▶ Énoncé du problème 1
Réécrivez toutes les lignes du listing en remplaçant « knit » par « wool » partout, sans rien modifier d'autre. Laissez les images hors de votre réponse.

+++ Texte source

Saint Benny le pickpocket (Saint Benny the Dip) – Edgar G. Ulmer – 1951

Saint Benny le pickpocket (Saint Benny the Dip) – Edgar G. Ulmer – 1951

juin 27, 2021 0 Par Nicolas Ravain

Résumé :

Alors qu’ils viennent d’arnaquer et de voler un pauvre type, trois malfrats sont poursuivis par les forces de l’ordre. Ils trouvent refuge dans une église, enfilent des vêtements de prêtres afin de tromper leurs poursuivants et se voient forcés de remettre sur pied un ancien foyer pour pauvre laissé à l’abandon.

 

Contexte :

Nouvelle production fauchée pour Edgar Ulmer, habitué aux micro budgets et aux tournages express, et nouvelle réussite à mettre à l’actif de ce cinéaste aussi étonnant que génial.

Cette fois-ci, Ulmer s’associe avec Harry et Edward Danziger, deux frères plus intéressés par l’argent que par l’art et qui firent tourner un petit studio de 1956 à 1962. Le studio vient de naître lorsqu’Ulmer s’associe avec les Danziger, dont la première production L’ange de la haine (Jigsaw) sort sur les écrans en 1949 et qui a la particularité de se payer une apparition « express » (une marque de fabrique !) de Marlène Dietrich, Henry Fonda, John Garfield ou encore Burgess Meredith !

Le deuxième film que produit la firme, Les dépravés (So Young, So Bad) est signé Bernard Vorhaus mais Ulmer reprend le long-métrage en court de route et le termine. Il faut croire que le travail et l’efficacité du cinéaste touche-à-tout séduit les Danziger qui lui confie donc les rênes de leur troisième projet : Saint Benny the Dip.

affiche jigsaw et so young so bad

Le script est signé John Roeburt, qui fait ses débuts en tant que scénariste sur L’ange de la haine et accouche donc sur le papier d’une comédie policière basée sur l’idée de travestissement, typique d’un film de Billy Wilder. Il signera ensuite le script du film suivant d’Ulmer, Babes in Bagdad en 1952, puis se tournera vers la télévision jusqu’à sa retraite en 1961.

Wilder.

++++++
+++ Données disponibles

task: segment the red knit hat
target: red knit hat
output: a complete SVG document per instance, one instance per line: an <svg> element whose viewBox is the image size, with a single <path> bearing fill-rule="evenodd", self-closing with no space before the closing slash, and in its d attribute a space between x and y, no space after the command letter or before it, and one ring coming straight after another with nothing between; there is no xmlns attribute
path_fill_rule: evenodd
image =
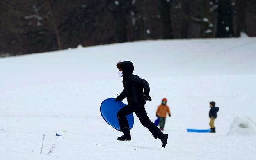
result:
<svg viewBox="0 0 256 160"><path fill-rule="evenodd" d="M166 101L167 102L167 99L166 99L165 98L163 98L163 99L162 100L162 101Z"/></svg>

++++++

▶ Énoncé du problème 2
D'après le texte source sur Saint Benny le pickpocket, qui a écrit le script du film ?

▶ Réponse rédigée 1
task: segment the red wool hat
target: red wool hat
output: a complete SVG document per instance, one instance per line: an <svg> element whose viewBox is the image size, with a single <path> bearing fill-rule="evenodd", self-closing with no space before the closing slash, and in its d attribute a space between x and y, no space after the command letter or before it, and one ring coming straight after another with nothing between; there is no xmlns attribute
path_fill_rule: evenodd
image =
result:
<svg viewBox="0 0 256 160"><path fill-rule="evenodd" d="M166 101L167 102L167 99L166 99L165 98L163 98L163 99L162 100L162 101Z"/></svg>

▶ Réponse rédigée 2
John Roeburt.